*** Listed entries Section Begins ***

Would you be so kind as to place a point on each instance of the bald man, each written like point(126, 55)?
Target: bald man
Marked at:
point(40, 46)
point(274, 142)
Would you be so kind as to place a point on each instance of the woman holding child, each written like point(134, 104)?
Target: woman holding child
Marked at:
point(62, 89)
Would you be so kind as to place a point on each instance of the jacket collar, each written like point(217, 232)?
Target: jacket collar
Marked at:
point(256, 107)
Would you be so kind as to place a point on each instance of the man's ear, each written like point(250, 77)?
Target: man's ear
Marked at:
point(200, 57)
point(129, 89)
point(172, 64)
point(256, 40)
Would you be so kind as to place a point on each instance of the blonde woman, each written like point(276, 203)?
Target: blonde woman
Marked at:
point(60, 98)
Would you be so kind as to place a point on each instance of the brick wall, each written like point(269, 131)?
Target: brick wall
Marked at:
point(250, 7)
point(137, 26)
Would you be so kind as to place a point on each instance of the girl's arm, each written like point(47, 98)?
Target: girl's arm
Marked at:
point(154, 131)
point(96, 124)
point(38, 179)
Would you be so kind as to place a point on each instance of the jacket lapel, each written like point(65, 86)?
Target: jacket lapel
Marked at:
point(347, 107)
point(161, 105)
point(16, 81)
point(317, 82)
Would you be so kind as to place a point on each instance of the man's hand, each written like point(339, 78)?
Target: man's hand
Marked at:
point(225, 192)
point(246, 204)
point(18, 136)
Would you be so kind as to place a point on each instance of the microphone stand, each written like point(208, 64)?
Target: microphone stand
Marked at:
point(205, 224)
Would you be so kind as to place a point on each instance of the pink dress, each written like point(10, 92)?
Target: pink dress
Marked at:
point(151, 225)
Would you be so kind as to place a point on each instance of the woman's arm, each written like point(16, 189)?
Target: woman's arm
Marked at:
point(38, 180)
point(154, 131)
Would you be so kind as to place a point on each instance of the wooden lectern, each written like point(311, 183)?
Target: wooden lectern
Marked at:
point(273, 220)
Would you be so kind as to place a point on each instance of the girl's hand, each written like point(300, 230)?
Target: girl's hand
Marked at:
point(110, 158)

*** Listed entries Section Ends ***

- **What is required**:
Your task is to retype all of the lines above exactly.

- **Task result**:
Would you be so kind as to place a point on each instance of the bald man, each written like point(126, 55)?
Target: bald man
Marked at:
point(40, 46)
point(274, 142)
Would you be so kind as to place a point on each instance of the woman holding child, each written like point(134, 104)?
Target: woman holding child
Marked at:
point(62, 89)
Would you be so kind as to place a point on each instance of the jacket collar, each written like point(217, 232)?
Target: jacket collar
Marked at:
point(256, 107)
Would you be so kind as to place a point on each instance of the man's ear, each written like point(250, 77)?
Target: man's ear
Marked at:
point(200, 57)
point(129, 89)
point(172, 64)
point(256, 40)
Would you be so kind as to place a point on each instance of the blonde woman, each written like point(276, 203)?
Target: blonde woman
Marked at:
point(60, 98)
Would you be so kind as to place a point on each instance of the brick wall, each written like point(269, 131)?
Target: brick wall
Marked at:
point(250, 7)
point(137, 26)
Would you be so kind as to place a point on each instance of the girl's arm, each written like point(47, 98)?
Target: girl's arm
Marked at:
point(154, 131)
point(96, 124)
point(38, 179)
Would you be so kind as to place a point on each instance of the jacket lapel, each written like point(65, 86)?
Target: jacket lapel
Marked at:
point(347, 107)
point(161, 105)
point(16, 81)
point(317, 82)
Would you be so kind as to place a point on each instance of the man's hand, each written like point(339, 78)?
Target: man's hand
Marked at:
point(225, 192)
point(246, 204)
point(18, 136)
Would you be so kind as to place a point on each instance of the microphone stand, each written like point(208, 64)?
Target: microphone stand
Marked at:
point(205, 224)
Would you be so kind as to place a point on each instance of the pink dress, each written like point(10, 92)?
Target: pink dress
Marked at:
point(151, 225)
Would you be so kind as to place a point on each instance of the woman's arm, each written like point(16, 189)?
Target: woman's arm
Marked at:
point(38, 180)
point(154, 131)
Would you be so kind as to place a point on each instance of the wooden lectern, each written like point(311, 183)?
Target: wooden lectern
Marked at:
point(273, 220)
Would you be so kind as to place a point on each instance of the girl's hand, each written like point(300, 230)?
Target: girl's hand
Marked at:
point(110, 158)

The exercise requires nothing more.